Records from a collection:
__________________________________________________

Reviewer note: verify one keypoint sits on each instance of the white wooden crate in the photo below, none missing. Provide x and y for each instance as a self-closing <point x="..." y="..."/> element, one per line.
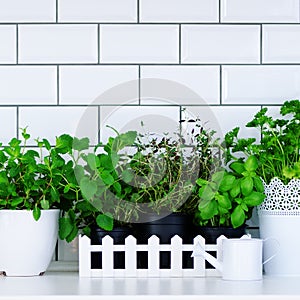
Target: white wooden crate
<point x="153" y="248"/>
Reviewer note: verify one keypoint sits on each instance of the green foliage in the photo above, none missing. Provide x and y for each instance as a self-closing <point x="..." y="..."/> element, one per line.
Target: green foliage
<point x="228" y="198"/>
<point x="40" y="179"/>
<point x="278" y="151"/>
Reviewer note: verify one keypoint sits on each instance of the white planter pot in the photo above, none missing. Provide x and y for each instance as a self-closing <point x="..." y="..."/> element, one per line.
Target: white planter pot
<point x="279" y="218"/>
<point x="27" y="246"/>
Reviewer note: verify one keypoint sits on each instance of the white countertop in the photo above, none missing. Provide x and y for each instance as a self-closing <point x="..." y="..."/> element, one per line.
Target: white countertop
<point x="68" y="285"/>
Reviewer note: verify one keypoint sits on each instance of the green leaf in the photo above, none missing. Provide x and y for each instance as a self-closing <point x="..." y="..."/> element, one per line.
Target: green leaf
<point x="236" y="189"/>
<point x="127" y="176"/>
<point x="237" y="167"/>
<point x="210" y="210"/>
<point x="54" y="194"/>
<point x="15" y="202"/>
<point x="218" y="176"/>
<point x="65" y="227"/>
<point x="254" y="199"/>
<point x="36" y="212"/>
<point x="107" y="178"/>
<point x="45" y="204"/>
<point x="251" y="164"/>
<point x="105" y="222"/>
<point x="227" y="183"/>
<point x="206" y="193"/>
<point x="246" y="186"/>
<point x="258" y="184"/>
<point x="88" y="188"/>
<point x="64" y="143"/>
<point x="93" y="161"/>
<point x="238" y="217"/>
<point x="81" y="144"/>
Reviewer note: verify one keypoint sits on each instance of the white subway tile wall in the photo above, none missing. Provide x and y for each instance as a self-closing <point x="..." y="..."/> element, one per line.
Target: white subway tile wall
<point x="281" y="43"/>
<point x="218" y="44"/>
<point x="75" y="66"/>
<point x="139" y="43"/>
<point x="164" y="11"/>
<point x="97" y="11"/>
<point x="8" y="44"/>
<point x="260" y="11"/>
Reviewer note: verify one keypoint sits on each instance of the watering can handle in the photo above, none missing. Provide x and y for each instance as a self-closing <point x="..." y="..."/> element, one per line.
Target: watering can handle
<point x="272" y="256"/>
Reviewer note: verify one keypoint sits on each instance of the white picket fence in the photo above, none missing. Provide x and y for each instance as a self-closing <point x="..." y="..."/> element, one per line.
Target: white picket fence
<point x="153" y="248"/>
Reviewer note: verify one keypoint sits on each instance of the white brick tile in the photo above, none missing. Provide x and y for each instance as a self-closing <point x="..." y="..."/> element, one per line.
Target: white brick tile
<point x="180" y="84"/>
<point x="8" y="121"/>
<point x="97" y="10"/>
<point x="49" y="122"/>
<point x="98" y="84"/>
<point x="158" y="119"/>
<point x="225" y="118"/>
<point x="28" y="85"/>
<point x="18" y="11"/>
<point x="179" y="11"/>
<point x="281" y="43"/>
<point x="260" y="84"/>
<point x="7" y="44"/>
<point x="259" y="11"/>
<point x="58" y="44"/>
<point x="220" y="43"/>
<point x="139" y="43"/>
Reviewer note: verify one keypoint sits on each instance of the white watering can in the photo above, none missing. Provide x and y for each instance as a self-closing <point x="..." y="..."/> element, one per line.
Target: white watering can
<point x="241" y="258"/>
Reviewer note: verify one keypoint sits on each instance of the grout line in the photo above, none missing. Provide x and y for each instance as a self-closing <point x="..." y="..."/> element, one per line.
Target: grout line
<point x="220" y="4"/>
<point x="98" y="41"/>
<point x="138" y="11"/>
<point x="139" y="85"/>
<point x="261" y="44"/>
<point x="17" y="121"/>
<point x="221" y="82"/>
<point x="58" y="87"/>
<point x="179" y="44"/>
<point x="99" y="119"/>
<point x="17" y="44"/>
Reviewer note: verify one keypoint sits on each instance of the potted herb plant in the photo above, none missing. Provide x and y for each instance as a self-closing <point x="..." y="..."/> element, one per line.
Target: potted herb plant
<point x="278" y="153"/>
<point x="227" y="199"/>
<point x="35" y="185"/>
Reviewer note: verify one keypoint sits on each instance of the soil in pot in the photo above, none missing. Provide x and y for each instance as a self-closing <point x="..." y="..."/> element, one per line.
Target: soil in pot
<point x="119" y="234"/>
<point x="165" y="228"/>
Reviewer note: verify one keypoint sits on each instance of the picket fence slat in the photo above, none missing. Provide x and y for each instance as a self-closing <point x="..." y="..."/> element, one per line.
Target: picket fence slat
<point x="153" y="248"/>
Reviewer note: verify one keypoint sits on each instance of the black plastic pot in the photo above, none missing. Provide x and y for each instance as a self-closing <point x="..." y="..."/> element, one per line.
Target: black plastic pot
<point x="164" y="228"/>
<point x="119" y="234"/>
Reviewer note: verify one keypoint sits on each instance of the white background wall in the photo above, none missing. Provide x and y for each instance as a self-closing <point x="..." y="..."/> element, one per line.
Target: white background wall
<point x="58" y="56"/>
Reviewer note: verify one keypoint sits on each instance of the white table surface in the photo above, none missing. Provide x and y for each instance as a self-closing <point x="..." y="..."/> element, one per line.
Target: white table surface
<point x="68" y="285"/>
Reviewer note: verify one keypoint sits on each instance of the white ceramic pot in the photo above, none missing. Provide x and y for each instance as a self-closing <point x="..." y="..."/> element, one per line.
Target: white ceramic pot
<point x="27" y="246"/>
<point x="279" y="218"/>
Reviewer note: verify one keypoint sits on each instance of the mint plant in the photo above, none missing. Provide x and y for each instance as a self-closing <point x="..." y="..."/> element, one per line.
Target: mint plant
<point x="278" y="150"/>
<point x="41" y="177"/>
<point x="228" y="198"/>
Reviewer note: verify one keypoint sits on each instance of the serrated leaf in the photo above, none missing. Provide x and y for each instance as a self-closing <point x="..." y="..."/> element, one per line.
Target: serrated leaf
<point x="237" y="167"/>
<point x="238" y="217"/>
<point x="251" y="164"/>
<point x="36" y="212"/>
<point x="80" y="144"/>
<point x="105" y="222"/>
<point x="88" y="188"/>
<point x="224" y="201"/>
<point x="246" y="185"/>
<point x="227" y="183"/>
<point x="254" y="199"/>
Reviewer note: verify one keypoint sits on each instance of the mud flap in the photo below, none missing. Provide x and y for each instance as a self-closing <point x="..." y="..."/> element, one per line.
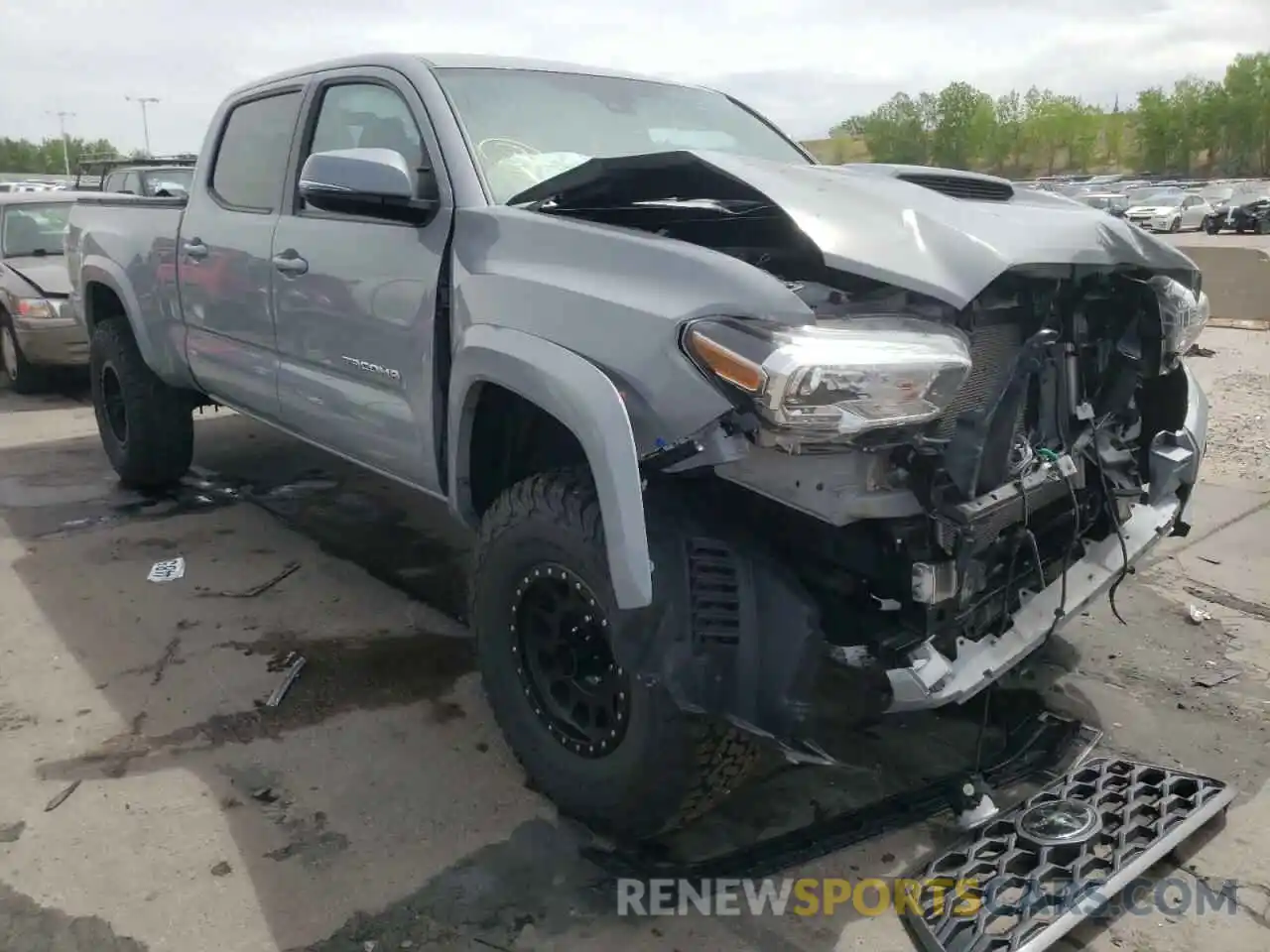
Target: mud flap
<point x="1033" y="874"/>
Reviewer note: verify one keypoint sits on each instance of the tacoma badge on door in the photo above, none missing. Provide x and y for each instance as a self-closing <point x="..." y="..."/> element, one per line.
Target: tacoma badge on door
<point x="373" y="368"/>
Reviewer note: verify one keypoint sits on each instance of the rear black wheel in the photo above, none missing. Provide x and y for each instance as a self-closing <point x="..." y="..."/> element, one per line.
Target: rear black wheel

__________________________________________________

*Task description*
What is needed is an exact copy of the entries above, with no images in it.

*Written answer*
Reviewer note: verify one keypoint sits on each instance of the white wooden crate in the photo below, none missing. Provide x and y for each instance as a self-closing <point x="..." y="..."/> element, one per line.
Target: white wooden crate
<point x="153" y="248"/>
Reviewer note: verify one keypoint sits on each instance of the green foliage in the photo above, none missing. Provide x and y for each instance as a self-closing <point x="..." y="..."/> element, one per line.
Target: green foliage
<point x="228" y="198"/>
<point x="40" y="179"/>
<point x="278" y="151"/>
Reviewer note: verify one keypoint sits on each instance of the white planter pot in the photo above, none missing. Provide x and y for each instance as a self-closing <point x="..." y="..."/> element, one per line.
Target: white planter pot
<point x="279" y="218"/>
<point x="27" y="246"/>
Reviewer note: verify one keypoint sits on each instance of the white countertop in the photo above, none missing. Provide x and y for each instance as a self-closing <point x="..." y="..."/> element, one per line.
Target: white countertop
<point x="68" y="285"/>
Reviewer note: verify one keypoint sits on each instance of the green leaf in the photo above, none missing. Provide x and y for each instance as a self-closing <point x="..." y="..."/> element, one per line.
Target: green leaf
<point x="236" y="189"/>
<point x="127" y="176"/>
<point x="237" y="167"/>
<point x="210" y="210"/>
<point x="54" y="194"/>
<point x="15" y="202"/>
<point x="218" y="176"/>
<point x="65" y="227"/>
<point x="254" y="199"/>
<point x="36" y="212"/>
<point x="107" y="178"/>
<point x="45" y="204"/>
<point x="251" y="164"/>
<point x="105" y="222"/>
<point x="227" y="183"/>
<point x="206" y="193"/>
<point x="246" y="186"/>
<point x="258" y="184"/>
<point x="88" y="188"/>
<point x="64" y="143"/>
<point x="93" y="161"/>
<point x="238" y="217"/>
<point x="81" y="144"/>
Reviewer note: verify one keypoint sits on each instance of the white subway tile wall in the photo above, none missing. Provide x and y for each instance as a self-closing <point x="..." y="..."/> element, one per line.
Target: white subway tile wall
<point x="281" y="43"/>
<point x="218" y="44"/>
<point x="75" y="66"/>
<point x="139" y="43"/>
<point x="164" y="11"/>
<point x="97" y="11"/>
<point x="8" y="44"/>
<point x="260" y="11"/>
Reviewer note: verify one keypoint sits on each instance of the watering can handle in the photo above, none missing. Provide x and y for each instance as a self-closing <point x="..." y="..."/> element, one per line.
Target: watering can handle
<point x="272" y="256"/>
Reviewer note: verify one keypoint sits on each instance of the white picket fence in the photo above, none missing. Provide x and y for each instance as a self-closing <point x="..." y="..."/> element, one per line.
Target: white picket fence
<point x="153" y="248"/>
Reviewer note: verify one keypoint sits on each instance of the white brick tile in the photo above, none missing. Provide x and y for each instance as a self-closing <point x="..." y="..."/> element, one per line.
Target: white brick tile
<point x="180" y="84"/>
<point x="8" y="121"/>
<point x="97" y="10"/>
<point x="49" y="122"/>
<point x="98" y="84"/>
<point x="158" y="119"/>
<point x="225" y="118"/>
<point x="28" y="85"/>
<point x="18" y="11"/>
<point x="179" y="11"/>
<point x="281" y="43"/>
<point x="260" y="84"/>
<point x="7" y="44"/>
<point x="259" y="11"/>
<point x="58" y="44"/>
<point x="220" y="43"/>
<point x="139" y="43"/>
Reviewer note: verify one keypoint sits on each instance of the white watering can in the photo above, none missing. Provide x and y for each instance as a self-closing <point x="..." y="..."/> element, one per line.
Target: white watering can
<point x="241" y="258"/>
Reviewer note: verify one keypoint sits on each instance of the grout line in the photo above, none missing. Provide x and y for each instance as a self-closing <point x="..." y="..."/> element, one per line.
Target: grout line
<point x="220" y="4"/>
<point x="98" y="41"/>
<point x="138" y="11"/>
<point x="139" y="85"/>
<point x="261" y="44"/>
<point x="17" y="121"/>
<point x="221" y="82"/>
<point x="58" y="87"/>
<point x="179" y="44"/>
<point x="99" y="119"/>
<point x="17" y="44"/>
Reviewer note: verify one keypoint sits on each instance of the potted herb plant in the photo above, none missing. Provide x and y for each instance as a self-closing <point x="..." y="..."/> element, one per line.
Target: potted herb plant
<point x="278" y="153"/>
<point x="227" y="199"/>
<point x="35" y="185"/>
Reviewer note: verify one keypoint sits on each instance of the soil in pot in the photo above, none missing. Provide x and y for each instance as a self-closing <point x="..." y="..."/> element, one per line.
Target: soil in pot
<point x="119" y="234"/>
<point x="165" y="228"/>
Reviewer note: verify one keypoint sits on each instance of the picket fence slat in the photo above, none missing. Provide x and y for each instance as a self-closing <point x="..." y="..."/> element, one per line.
Target: picket fence slat
<point x="153" y="248"/>
Reviewer note: verify one keypoint sits on each instance of the black plastic pot in the photo above, none missing. Provide x and y for each instance as a self-closing <point x="..." y="..."/> element, one per line.
Target: black plastic pot
<point x="164" y="228"/>
<point x="119" y="234"/>
Reviewer note: verify one keypoint sits on each instance of the white background wall in the photo above, none missing. Provide x and y for each instance as a self-closing <point x="..." y="..."/> element, one per line.
Target: white background wall
<point x="58" y="56"/>
Reviewer note: verify one keypoint sits on each instance of the white table surface in the photo above, none missing. Provide x and y for each instance as a self-closing <point x="..." y="..."/> element, one per line.
Target: white table surface
<point x="68" y="285"/>
Reviewer note: verify one keypoint sits on each instance of the white ceramic pot in the photo above, none missing. Provide x and y for each instance as a self-closing <point x="..." y="..."/> element, one per line.
Target: white ceramic pot
<point x="27" y="246"/>
<point x="279" y="218"/>
Reviewer note: verify one keypoint sits on each instance of the mint plant in the photo above, none missing. Provide x and y for each instance as a self-closing <point x="..." y="..."/> element, one per line.
Target: mint plant
<point x="278" y="150"/>
<point x="41" y="177"/>
<point x="228" y="198"/>
Reviewer note: verify one keypoint sits on each instance of the serrated leaf in the photo above, none missing. Provide x and y for each instance as a self-closing <point x="..." y="..."/> element, one per line.
Target: serrated leaf
<point x="237" y="167"/>
<point x="238" y="217"/>
<point x="251" y="164"/>
<point x="36" y="212"/>
<point x="80" y="144"/>
<point x="105" y="222"/>
<point x="88" y="188"/>
<point x="224" y="201"/>
<point x="246" y="185"/>
<point x="227" y="183"/>
<point x="254" y="199"/>
Reviewer note: verify one keypoint sits on each instance of the mud flap in the photo below, none missing. Provide x and y for each instance as a self-closing <point x="..." y="..."/> element, one per line.
Target: mud flap
<point x="1033" y="874"/>
Reviewer note: verify one keypoint sits on each instance of the tacoma badge on door in the photo above, none missing. Provide x and y for each instance as a self-closing <point x="..." y="..."/> element, one per line.
Target: tacoma badge on door
<point x="373" y="368"/>
Reviewer note: verify one keypoint sits on each instance of the rear black wheel in the photo above, none missing. Provide x and y for each instance as a self-closing <point x="..." y="..."/> element, one per line.
Target: rear black wheel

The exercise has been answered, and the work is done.